• _YOUR INSTRUCTIONS_: Copy the rows below word for word, from the first one up to and including the row with "<point>91,59</point>". Leave the pictures out.

• _INPUT MATERIAL_:
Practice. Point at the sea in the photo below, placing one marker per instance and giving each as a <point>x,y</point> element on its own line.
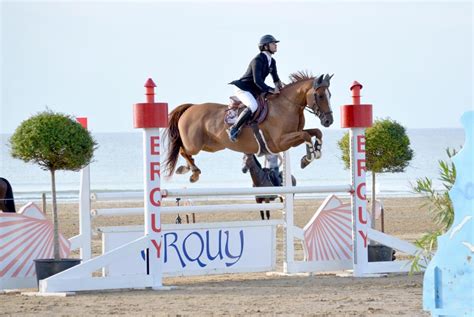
<point>118,166</point>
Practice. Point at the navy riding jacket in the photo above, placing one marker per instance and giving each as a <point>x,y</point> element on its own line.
<point>253,80</point>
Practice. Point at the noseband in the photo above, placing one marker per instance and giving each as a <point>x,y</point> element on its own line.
<point>315,108</point>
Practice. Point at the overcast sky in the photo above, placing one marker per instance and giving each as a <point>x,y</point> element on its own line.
<point>91,59</point>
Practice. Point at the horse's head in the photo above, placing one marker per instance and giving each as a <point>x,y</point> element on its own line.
<point>318,99</point>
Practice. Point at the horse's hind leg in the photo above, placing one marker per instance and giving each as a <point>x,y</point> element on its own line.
<point>191,166</point>
<point>267,201</point>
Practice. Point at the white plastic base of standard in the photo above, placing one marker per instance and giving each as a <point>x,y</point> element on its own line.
<point>351,274</point>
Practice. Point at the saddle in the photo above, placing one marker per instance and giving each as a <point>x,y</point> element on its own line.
<point>236,106</point>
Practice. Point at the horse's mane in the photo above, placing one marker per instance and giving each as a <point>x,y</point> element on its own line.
<point>298,76</point>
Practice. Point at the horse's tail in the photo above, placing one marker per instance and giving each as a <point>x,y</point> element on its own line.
<point>174,138</point>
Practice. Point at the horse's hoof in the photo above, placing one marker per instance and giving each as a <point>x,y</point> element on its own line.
<point>182,169</point>
<point>195,176</point>
<point>304,162</point>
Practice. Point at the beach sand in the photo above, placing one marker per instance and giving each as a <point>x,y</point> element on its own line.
<point>247,294</point>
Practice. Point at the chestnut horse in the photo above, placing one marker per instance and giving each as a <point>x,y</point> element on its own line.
<point>196,127</point>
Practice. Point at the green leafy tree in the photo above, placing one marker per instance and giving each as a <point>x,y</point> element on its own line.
<point>387,149</point>
<point>439,205</point>
<point>55,142</point>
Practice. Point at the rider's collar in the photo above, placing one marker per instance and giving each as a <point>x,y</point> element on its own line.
<point>269,57</point>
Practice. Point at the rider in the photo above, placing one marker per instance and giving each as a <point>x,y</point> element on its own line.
<point>252,83</point>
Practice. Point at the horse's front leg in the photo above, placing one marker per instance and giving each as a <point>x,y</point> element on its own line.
<point>318,142</point>
<point>296,138</point>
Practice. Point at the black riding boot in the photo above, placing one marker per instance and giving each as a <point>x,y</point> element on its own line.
<point>235,129</point>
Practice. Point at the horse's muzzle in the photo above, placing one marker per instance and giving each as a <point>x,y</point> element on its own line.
<point>326,119</point>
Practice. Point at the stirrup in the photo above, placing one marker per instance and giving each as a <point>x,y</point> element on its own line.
<point>233,134</point>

• _SOLUTION TO THIS PROBLEM_:
Practice. Point at the sea in the photo below, placing one marker per instance and giving each as a <point>x,y</point> element on its own line.
<point>118,166</point>
Practice. Point at the navy riding jacket in the photo above, placing one marker per instance and giving each as a <point>x,y</point> element on its own line.
<point>253,80</point>
Practice. Point at the noseband in the photo above, placing one marker per instance and giving each as a <point>x,y</point> element on its own line.
<point>315,108</point>
Practice. Point at the overcast sky in the photo above, placing one marker per instance and giving each as a <point>x,y</point> element on its own line.
<point>91,59</point>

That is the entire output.